[Task requirements]
Records follow. Select each line holding "stick".

Stored data entries:
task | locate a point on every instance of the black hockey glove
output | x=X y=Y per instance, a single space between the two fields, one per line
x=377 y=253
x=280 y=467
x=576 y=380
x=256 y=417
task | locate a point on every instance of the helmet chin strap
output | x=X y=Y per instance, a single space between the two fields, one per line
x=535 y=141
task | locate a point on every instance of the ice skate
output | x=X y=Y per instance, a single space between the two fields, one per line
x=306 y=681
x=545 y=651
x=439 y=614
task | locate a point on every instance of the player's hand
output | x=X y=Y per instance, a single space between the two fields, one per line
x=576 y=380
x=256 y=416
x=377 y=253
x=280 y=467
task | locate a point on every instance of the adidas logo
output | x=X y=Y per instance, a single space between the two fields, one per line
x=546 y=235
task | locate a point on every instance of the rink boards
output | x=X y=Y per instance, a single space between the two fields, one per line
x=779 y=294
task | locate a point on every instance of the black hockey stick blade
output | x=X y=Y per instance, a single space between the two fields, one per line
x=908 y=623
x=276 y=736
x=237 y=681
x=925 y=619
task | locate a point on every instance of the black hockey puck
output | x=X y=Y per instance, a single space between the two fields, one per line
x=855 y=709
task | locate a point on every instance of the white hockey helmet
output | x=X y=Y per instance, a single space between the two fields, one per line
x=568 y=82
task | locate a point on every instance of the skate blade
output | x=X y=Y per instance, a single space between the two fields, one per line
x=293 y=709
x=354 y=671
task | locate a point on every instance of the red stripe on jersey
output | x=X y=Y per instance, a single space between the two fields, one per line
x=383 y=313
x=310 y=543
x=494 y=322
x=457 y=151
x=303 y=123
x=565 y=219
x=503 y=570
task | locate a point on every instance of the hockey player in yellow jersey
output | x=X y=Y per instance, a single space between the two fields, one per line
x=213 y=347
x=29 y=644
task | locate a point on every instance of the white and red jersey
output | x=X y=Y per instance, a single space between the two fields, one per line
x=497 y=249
--
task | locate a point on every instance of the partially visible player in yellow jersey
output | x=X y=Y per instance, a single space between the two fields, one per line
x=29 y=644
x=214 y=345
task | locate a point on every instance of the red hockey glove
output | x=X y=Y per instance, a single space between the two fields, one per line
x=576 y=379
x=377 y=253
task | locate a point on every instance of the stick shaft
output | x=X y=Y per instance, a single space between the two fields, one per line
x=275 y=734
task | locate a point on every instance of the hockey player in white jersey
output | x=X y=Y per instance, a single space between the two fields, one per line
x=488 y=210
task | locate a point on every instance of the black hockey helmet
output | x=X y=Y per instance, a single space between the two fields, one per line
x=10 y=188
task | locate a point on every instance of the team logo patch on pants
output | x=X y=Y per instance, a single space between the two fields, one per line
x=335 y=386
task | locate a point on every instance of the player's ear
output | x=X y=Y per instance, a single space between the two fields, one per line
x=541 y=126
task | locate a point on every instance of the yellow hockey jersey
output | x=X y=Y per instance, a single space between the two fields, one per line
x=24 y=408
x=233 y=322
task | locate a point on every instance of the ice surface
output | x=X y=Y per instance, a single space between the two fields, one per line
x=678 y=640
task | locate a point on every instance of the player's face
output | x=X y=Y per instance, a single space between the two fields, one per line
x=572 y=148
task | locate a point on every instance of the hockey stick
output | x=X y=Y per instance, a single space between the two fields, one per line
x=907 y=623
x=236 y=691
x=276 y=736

[Expected answer]
task | locate a point on every instance of the black hockey stick blade
task | locate a point on every instance of the stick shaft
task | locate a point on every instance of the hockey stick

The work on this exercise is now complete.